The answer is to be the data below, written out in full and exactly.

[Saved entries]
┄┄┄┄┄┄┄┄┄┄┄┄┄┄┄┄┄┄┄┄

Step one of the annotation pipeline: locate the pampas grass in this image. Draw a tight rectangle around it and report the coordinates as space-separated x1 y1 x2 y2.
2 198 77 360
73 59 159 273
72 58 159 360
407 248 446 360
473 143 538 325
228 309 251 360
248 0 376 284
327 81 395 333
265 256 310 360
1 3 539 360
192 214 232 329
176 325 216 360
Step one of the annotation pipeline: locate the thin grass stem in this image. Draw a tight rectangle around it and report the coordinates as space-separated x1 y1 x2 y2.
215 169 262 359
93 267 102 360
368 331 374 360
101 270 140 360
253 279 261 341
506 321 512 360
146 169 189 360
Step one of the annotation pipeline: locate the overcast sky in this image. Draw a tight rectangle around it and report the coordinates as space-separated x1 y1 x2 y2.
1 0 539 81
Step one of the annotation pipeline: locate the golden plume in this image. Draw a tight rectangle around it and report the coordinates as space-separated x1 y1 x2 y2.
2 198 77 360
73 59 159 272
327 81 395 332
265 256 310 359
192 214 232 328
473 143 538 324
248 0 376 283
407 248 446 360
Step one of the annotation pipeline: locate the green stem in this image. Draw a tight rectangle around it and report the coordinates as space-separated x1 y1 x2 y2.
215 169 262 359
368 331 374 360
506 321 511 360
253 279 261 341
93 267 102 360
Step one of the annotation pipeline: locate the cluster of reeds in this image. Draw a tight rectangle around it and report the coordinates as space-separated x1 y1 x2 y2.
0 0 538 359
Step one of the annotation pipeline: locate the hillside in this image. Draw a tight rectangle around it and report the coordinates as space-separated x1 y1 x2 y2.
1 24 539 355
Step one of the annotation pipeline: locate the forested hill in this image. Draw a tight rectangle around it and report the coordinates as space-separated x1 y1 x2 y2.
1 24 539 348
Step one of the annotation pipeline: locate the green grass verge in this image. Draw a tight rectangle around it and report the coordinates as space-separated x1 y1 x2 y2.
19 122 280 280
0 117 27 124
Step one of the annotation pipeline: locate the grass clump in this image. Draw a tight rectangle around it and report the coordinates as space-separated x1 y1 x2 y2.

┄┄┄┄┄┄┄┄┄┄┄┄┄┄┄┄┄┄┄┄

Your solution.
Step one of the annotation pipeline: locate the pampas grass in this image. Draw a tight rectangle around it and report the coordinates as space-separated x1 y1 x2 y2.
2 198 77 360
73 59 159 273
72 58 159 360
407 248 446 360
473 143 538 325
228 309 251 360
248 0 376 284
327 81 395 333
265 256 310 360
1 3 539 360
192 214 232 329
176 325 216 360
Step one of the annotation pipeline: locate the thin grass stem in this image. Draw a tight rectangle around it and report the coordinates as space-separated x1 y1 x2 y2.
215 169 262 359
93 267 102 360
368 331 374 360
101 270 140 360
253 279 261 341
506 321 512 360
146 169 189 360
Step one of the annotation pipeline: locate the overcast sky in this image. Draw a tight rectangle around it and report the coordinates as space-separated x1 y1 x2 y2.
1 0 539 81
Step one of the annotation pipeline: locate the golden plume in this image. Draw a tight rectangle around it and report the coordinates as space-separated x1 y1 x2 y2.
2 198 77 360
73 59 159 272
327 81 395 332
265 256 310 359
192 214 232 328
473 143 538 324
248 0 376 283
407 248 446 360
Step one of the annotation pipeline: locate the green stem in this image. Draw a tight rectangle around it and report the coordinates as space-separated x1 y1 x2 y2.
215 169 262 359
368 331 374 360
506 321 511 360
253 279 261 341
93 267 102 360
Step one of the annotation pipeline: locate the cluster of reeds in this image. Draw a tight rectangle around it and report the coordinates as space-separated x1 y1 x2 y2.
0 0 538 359
Step one of the annotation pipeline: locate the hillside in this image. Draw a tight rectangle around it and report the coordinates as space-separated x1 y1 x2 y2.
1 24 539 355
Step one of the annotation pipeline: locate the forested hill in this image. Draw a tight rectangle around it and report the coordinates as space-separated x1 y1 x2 y2.
1 24 539 348
Step one of the annotation pipeline: locate the green grass verge in this image. Draw a tight rectangle around it and report the coordinates as space-separated x1 y1 x2 y2.
19 122 280 280
0 117 27 124
Step one of the annotation pipeline: locate the grass clump in this image. Draw a tight rectangle around it and report the coordinates as space-separated x1 y1 x2 y2.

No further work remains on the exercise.